**OBJECTIVES**
• A. In the commentary on this week's weather disasters, list the harms the text says these disasters cause beyond immediately killing and injuring people.
• B. Continue the commentary on weather disasters and the Climate Crisis from its final sentence.

The
tornado that hit a Boy Scout camp in western Iowa is only the latest weather-related disaster this week. At this hour, four people are known dead from this event, some 40 injured. It was a big tornado, destroying buildings and trees over some 1800 acres.
Meanwhile, eastern Iowa is bracing for the worst flooding in 15 years later this week, along with Missouri and places in other states. Serious flooding has been going on for days in Iowa, Illinois, Wisconsin, along with torrential rains. Tornadoes have touched down this week in Illinois, Minnesota, Nebraska and Kansas.
These disasters do more than immediately kill and injure. They throw communities into chaos, destroy homes, cut off power, flood crops, cause damage it can take years and major resources to repair.
Then there are the slow-motion disasters, like the heat waves that are roiling the northeast, from Pittsburgh to Boston and Washington. Seventeen people have quietly died because of these heatwaves just this past weekend.
Disasters like these have strange proportions. They dominate the reality of the people and places where they happen, and may have impact on their lives for a long time. But they are the subject of a few minutes on some newscasts (and if it's a heat wave, no more than that even in affected areas.) Many newspapers and cable glibfests ignore them. Even when media tries to cover them, their slovenly habits, poor training and experience result in reports that are even more inane than usual. And they really can't cover patterns of disasters. With rare exceptions, they don't seem to be smart enough.
There is always argument over whether this disaster or that one is related to the Climate Crisis. But global heating of the atmosphere is such a pervasive change, that even when it can't be established that they cause particular patterns of violent and extreme weather, it's unlikely that these patterns aren't related.
Lately I've become more persuaded that it will take major disasters for real action to be taken on the Climate Crisis. I'm a very reluctant convert to that view, though I hope to be pleasantly surprised. But if so, then the question becomes: what is major? And that's a matter of perception.
Right now, cumulative awareness is growing because there are more and more people who have been directly affected by one disaster or another. There are the long-term trends: drought here in the West, heat and storms in the East, with the two tendencies meeting violently in the Midwest. Plus these specific, awful instances and events.

**DATA EXTRACT**
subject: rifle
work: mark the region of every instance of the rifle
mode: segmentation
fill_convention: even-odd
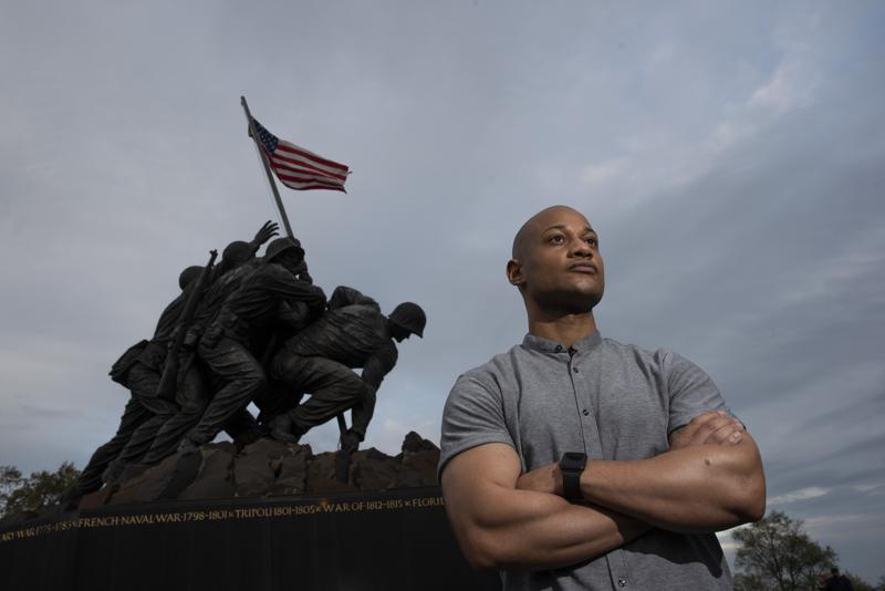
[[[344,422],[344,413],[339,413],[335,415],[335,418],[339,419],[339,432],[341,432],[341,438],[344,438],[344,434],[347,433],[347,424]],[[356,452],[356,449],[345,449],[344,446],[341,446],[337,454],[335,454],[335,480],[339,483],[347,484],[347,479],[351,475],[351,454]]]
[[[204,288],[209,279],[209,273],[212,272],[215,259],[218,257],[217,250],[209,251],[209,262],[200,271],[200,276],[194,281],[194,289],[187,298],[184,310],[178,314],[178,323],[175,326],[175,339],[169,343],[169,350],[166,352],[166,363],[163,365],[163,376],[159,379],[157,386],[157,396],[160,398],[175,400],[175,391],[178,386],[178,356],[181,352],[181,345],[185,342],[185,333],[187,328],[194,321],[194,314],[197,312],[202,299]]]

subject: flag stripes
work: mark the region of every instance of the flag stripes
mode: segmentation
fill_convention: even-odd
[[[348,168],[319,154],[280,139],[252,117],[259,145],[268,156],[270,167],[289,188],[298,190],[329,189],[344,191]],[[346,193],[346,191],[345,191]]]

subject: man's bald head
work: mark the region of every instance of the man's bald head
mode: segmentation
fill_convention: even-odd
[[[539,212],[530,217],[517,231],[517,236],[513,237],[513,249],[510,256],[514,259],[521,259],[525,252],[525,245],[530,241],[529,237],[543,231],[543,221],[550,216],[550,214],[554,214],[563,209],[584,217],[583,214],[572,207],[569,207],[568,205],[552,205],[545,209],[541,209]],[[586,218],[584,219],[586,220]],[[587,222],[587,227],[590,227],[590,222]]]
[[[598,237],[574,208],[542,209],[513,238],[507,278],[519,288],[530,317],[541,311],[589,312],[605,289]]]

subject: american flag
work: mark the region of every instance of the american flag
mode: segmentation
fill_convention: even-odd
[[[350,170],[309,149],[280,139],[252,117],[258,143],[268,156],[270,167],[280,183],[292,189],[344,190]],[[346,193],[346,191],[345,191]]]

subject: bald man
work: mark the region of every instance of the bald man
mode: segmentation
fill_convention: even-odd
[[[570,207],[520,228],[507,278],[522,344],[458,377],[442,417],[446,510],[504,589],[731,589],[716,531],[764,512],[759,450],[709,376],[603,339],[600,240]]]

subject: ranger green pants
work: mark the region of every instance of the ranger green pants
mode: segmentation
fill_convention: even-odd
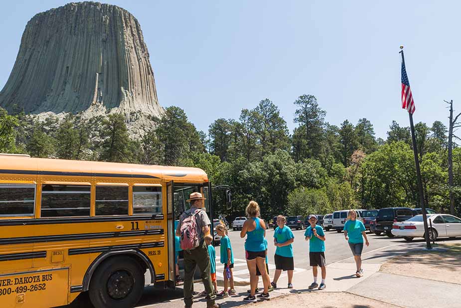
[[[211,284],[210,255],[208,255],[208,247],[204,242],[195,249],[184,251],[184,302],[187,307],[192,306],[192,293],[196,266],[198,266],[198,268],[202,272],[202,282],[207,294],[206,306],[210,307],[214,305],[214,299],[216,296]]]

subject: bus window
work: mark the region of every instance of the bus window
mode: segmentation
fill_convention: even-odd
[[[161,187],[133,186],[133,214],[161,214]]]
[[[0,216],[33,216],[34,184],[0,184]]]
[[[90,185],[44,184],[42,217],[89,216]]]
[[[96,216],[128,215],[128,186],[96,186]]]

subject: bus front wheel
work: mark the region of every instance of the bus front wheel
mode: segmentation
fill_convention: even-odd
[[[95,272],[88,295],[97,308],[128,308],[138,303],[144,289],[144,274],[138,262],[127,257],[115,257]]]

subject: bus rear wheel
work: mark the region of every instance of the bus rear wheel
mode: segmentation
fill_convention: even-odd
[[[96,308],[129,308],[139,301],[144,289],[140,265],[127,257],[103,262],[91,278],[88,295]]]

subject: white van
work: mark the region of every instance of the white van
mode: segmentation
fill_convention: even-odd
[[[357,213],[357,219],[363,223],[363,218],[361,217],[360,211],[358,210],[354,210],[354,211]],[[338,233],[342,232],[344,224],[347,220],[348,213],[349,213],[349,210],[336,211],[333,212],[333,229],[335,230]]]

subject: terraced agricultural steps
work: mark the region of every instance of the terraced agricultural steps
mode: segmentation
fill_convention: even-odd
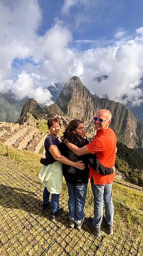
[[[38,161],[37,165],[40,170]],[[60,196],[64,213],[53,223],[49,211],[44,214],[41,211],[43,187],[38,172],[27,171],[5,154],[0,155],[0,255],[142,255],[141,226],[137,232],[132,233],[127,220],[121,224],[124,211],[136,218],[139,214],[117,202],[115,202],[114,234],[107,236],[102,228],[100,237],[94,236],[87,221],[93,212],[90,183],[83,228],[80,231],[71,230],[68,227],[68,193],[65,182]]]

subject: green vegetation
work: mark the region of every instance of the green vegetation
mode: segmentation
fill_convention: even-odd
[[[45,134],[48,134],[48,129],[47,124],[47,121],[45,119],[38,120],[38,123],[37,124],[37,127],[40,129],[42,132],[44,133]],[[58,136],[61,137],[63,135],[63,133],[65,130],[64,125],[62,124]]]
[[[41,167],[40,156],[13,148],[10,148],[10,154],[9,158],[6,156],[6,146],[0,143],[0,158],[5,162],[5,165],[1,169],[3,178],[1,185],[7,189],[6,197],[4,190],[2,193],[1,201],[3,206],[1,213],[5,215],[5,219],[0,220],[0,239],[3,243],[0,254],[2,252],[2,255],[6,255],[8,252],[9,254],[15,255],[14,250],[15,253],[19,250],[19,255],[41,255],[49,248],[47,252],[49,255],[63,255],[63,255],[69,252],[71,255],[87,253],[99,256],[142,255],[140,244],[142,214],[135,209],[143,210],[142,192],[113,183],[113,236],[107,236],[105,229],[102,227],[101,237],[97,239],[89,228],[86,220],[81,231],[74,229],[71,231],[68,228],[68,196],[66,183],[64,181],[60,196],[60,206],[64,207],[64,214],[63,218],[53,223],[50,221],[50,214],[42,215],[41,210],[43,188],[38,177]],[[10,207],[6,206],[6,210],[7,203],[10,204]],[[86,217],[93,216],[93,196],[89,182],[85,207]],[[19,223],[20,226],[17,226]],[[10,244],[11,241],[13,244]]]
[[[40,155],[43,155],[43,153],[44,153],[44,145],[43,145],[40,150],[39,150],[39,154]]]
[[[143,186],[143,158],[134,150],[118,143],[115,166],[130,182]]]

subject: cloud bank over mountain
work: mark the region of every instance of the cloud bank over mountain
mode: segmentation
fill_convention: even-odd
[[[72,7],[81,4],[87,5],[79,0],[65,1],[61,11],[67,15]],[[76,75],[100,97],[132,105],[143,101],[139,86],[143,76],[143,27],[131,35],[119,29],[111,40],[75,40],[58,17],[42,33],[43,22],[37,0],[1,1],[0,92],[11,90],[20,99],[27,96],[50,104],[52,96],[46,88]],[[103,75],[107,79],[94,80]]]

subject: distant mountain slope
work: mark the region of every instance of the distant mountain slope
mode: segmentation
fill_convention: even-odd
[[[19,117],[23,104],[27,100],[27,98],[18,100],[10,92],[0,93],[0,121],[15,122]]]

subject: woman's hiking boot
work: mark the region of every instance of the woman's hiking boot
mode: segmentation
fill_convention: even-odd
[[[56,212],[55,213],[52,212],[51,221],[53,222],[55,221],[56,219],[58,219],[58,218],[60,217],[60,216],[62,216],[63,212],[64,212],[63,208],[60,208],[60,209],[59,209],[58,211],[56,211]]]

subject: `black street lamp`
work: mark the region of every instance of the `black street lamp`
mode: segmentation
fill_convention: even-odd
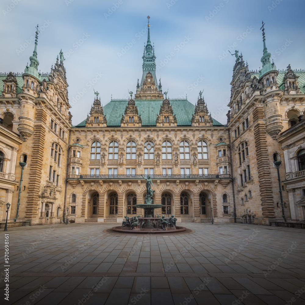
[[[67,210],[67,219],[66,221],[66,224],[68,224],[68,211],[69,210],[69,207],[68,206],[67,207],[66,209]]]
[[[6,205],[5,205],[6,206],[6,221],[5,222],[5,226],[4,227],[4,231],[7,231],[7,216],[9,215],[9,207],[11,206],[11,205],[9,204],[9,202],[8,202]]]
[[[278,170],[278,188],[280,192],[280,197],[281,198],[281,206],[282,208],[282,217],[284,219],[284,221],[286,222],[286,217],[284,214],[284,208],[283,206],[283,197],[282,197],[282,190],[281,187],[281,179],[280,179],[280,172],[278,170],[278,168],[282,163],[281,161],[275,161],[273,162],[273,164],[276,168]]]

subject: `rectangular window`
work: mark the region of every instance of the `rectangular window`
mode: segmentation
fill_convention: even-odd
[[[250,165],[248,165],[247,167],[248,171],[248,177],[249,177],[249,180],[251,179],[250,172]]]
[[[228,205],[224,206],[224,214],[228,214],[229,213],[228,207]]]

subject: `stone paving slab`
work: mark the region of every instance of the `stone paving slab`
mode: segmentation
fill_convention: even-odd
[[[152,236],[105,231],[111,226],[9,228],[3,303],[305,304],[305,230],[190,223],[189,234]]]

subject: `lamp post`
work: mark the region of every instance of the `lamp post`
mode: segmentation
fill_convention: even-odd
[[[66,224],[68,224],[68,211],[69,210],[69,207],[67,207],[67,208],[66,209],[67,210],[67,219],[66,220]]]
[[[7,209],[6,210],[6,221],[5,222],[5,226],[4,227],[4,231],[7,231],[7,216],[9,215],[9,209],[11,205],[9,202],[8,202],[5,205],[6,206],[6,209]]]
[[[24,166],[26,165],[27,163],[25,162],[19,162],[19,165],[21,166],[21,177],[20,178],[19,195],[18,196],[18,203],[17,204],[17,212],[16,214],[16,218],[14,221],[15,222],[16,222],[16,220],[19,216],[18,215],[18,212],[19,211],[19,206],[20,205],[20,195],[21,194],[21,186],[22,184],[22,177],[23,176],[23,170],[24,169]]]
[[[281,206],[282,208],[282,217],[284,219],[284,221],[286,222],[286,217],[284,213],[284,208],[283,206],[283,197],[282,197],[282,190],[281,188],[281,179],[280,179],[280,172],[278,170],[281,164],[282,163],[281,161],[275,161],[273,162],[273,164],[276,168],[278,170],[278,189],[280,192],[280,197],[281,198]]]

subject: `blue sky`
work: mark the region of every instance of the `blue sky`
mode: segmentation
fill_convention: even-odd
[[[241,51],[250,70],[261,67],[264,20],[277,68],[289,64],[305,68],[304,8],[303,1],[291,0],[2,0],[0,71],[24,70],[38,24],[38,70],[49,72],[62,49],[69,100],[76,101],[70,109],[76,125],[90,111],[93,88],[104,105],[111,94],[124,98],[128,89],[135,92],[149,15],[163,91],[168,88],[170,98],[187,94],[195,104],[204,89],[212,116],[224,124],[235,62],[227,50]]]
* * *
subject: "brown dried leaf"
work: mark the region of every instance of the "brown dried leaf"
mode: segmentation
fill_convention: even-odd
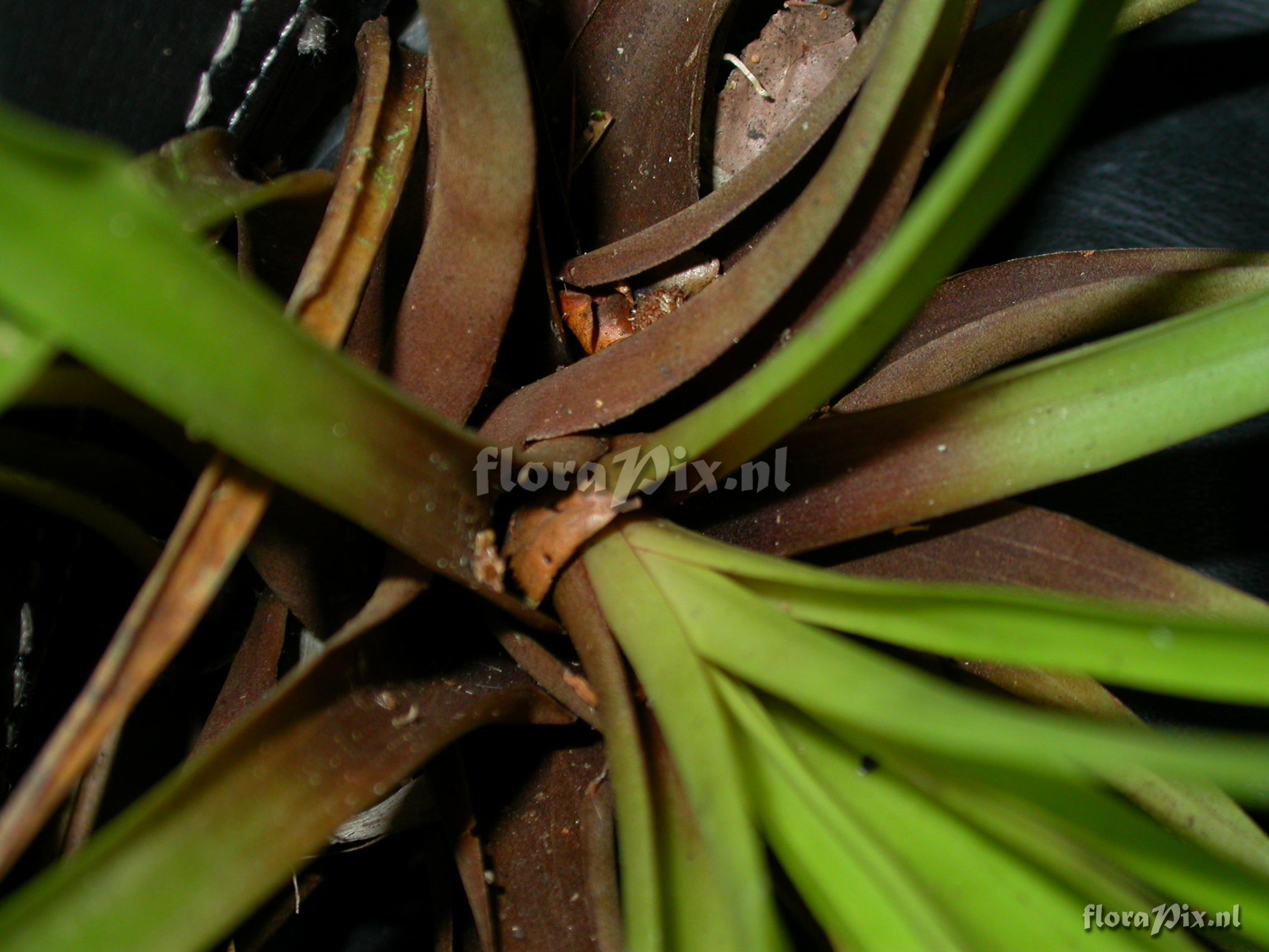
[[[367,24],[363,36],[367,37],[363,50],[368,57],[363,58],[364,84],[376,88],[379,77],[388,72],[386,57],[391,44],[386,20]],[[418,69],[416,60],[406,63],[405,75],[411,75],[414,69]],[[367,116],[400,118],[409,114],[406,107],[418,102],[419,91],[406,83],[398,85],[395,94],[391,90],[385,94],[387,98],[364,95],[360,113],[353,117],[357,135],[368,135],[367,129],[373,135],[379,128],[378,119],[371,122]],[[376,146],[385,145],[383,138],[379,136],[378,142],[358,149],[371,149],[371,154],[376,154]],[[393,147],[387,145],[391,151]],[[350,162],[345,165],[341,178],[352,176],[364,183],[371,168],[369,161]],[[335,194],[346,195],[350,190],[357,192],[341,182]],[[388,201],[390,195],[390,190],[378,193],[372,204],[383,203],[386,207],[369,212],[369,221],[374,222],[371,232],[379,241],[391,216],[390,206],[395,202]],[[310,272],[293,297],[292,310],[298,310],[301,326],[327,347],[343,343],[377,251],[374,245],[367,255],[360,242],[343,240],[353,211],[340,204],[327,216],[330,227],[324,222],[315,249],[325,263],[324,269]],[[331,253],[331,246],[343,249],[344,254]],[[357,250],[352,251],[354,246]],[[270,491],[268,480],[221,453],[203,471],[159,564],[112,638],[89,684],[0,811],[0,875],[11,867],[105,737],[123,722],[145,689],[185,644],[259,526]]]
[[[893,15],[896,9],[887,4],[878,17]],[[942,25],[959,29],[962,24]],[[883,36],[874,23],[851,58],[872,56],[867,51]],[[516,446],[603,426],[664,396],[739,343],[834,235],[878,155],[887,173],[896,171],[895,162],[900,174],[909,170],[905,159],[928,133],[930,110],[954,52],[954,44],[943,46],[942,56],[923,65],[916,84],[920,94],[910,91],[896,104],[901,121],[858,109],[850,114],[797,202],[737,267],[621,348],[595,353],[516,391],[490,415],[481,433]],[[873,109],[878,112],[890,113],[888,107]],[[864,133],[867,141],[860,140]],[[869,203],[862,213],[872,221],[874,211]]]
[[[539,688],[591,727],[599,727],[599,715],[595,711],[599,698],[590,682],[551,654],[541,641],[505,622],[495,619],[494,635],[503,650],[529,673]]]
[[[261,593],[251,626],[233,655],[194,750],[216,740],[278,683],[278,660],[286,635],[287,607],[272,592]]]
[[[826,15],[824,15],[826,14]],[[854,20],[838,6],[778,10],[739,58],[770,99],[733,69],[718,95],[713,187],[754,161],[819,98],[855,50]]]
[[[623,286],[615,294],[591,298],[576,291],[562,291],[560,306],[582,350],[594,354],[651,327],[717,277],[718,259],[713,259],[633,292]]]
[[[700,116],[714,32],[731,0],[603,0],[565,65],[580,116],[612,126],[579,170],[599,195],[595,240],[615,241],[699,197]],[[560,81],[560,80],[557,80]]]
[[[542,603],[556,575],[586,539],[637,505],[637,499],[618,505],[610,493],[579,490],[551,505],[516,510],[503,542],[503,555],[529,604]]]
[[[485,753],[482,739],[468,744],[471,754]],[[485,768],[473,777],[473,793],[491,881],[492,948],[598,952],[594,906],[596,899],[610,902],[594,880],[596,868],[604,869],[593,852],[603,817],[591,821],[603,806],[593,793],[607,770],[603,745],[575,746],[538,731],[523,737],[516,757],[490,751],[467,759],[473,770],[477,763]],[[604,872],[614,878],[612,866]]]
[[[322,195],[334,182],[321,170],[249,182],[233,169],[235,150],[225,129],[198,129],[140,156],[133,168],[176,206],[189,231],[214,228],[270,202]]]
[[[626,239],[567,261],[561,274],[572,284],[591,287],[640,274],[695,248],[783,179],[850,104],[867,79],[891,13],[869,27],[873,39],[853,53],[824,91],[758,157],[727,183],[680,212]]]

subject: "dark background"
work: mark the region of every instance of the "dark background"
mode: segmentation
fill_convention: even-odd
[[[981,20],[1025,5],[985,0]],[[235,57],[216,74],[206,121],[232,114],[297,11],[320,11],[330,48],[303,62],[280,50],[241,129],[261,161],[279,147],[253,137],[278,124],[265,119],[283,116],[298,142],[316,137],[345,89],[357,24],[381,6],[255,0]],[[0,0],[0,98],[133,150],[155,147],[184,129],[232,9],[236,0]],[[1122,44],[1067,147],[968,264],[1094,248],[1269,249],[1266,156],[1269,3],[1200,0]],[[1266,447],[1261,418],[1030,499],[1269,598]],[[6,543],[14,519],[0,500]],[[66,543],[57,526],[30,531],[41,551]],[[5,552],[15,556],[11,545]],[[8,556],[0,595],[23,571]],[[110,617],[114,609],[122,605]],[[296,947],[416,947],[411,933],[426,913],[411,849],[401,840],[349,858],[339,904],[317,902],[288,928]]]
--
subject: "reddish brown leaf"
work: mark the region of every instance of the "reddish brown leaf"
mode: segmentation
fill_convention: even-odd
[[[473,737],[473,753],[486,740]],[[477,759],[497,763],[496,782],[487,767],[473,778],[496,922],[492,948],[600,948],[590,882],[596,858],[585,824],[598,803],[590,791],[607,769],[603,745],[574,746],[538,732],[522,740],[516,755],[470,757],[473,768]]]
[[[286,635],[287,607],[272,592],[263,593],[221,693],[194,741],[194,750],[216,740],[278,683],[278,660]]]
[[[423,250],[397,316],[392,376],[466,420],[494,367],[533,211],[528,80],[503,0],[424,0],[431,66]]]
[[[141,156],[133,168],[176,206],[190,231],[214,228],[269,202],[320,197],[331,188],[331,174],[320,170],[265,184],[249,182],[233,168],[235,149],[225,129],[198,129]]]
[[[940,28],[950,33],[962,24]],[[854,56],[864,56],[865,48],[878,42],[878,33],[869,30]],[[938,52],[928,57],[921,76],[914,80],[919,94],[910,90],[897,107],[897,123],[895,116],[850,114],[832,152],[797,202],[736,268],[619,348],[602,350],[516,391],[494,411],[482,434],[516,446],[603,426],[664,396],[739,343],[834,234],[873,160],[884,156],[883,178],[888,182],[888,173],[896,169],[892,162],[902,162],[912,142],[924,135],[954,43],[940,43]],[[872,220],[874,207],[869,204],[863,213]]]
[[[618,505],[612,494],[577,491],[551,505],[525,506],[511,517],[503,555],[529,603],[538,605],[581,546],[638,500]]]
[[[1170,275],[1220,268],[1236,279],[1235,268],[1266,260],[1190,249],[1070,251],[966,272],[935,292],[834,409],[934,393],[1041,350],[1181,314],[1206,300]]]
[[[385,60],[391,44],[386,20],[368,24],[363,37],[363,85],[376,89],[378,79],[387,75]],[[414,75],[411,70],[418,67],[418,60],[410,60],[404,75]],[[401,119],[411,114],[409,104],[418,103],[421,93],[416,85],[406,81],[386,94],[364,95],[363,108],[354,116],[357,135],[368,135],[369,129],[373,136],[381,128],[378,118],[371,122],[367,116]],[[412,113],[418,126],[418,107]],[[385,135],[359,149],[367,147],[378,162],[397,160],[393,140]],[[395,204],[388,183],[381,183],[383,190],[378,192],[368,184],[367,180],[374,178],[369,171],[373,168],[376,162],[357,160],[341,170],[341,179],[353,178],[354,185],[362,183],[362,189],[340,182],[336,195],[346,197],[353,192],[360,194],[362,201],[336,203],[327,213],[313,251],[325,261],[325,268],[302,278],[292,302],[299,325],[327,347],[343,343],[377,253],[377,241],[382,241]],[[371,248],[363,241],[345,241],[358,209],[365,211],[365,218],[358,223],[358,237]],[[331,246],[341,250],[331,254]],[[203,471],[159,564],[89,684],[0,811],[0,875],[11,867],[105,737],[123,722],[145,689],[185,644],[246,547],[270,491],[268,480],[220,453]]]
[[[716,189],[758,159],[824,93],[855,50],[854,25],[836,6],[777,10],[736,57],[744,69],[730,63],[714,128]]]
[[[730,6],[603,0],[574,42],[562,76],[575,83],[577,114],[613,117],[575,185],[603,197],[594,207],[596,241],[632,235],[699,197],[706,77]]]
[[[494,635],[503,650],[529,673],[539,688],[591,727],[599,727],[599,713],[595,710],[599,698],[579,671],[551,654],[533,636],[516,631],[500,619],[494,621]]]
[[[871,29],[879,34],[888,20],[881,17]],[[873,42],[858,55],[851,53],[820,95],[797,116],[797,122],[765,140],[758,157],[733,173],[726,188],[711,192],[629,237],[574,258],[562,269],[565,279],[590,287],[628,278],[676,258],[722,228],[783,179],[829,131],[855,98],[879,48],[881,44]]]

**EXPECTED OUTPUTS**
• A.
- Throwing communities into chaos
- Destroying homes
- Cutting off power
- Flooding crops
- Causing damage that can take years and major resources to repair

• B.
These disasters aren't being ignored by everyone. Governments must deal with these disasters, and many businesses must pay attention to the effects. Both have to be smart enough to see patterns, and anticipate needs. Local and state governments in particular must be ready to respond. If they aren't, people will vote them out. So if there are patterns, they have to take them seriously. They have to be prepared. And if that takes regional coordination and eventually national networks, they work to organize those, even if these activities rarely make the news. And businesses that need to anticipate the future also may work quietly.
When there is destruction there must be rebuilding, and Climate Crisis awareness is already leading in some instances to design choices with it in mind. This can go beyond both "green buildings" and more attention to flood control, for instance. As Matthew Waxman
wrote: "
The planning policy would focus on finding sustainable solutions to broken or destroyed systems. Disaster in this way is used to jump-start changes in infrastructure and thus alter daily habits, patterns, and preferences on everything from energy consumption to transportation, housing and health, economic development, community and civic facilities, open space, food, and lifestyle."
And even if these separate disasters don't have the kind of single, focused impact that could spur policymakers to get serious and act, their cumulative effect may be that when leadership proposes, they will be ready to begin what will need to be a major shift in policy, action and daily life. Because if there is no action until disaster is so huge that it can't be ignored, there's a huge risk that by that time it will be too late. And a risk that the wrong decisions will be made in a climate of fear, as we learned all too well in the past decade.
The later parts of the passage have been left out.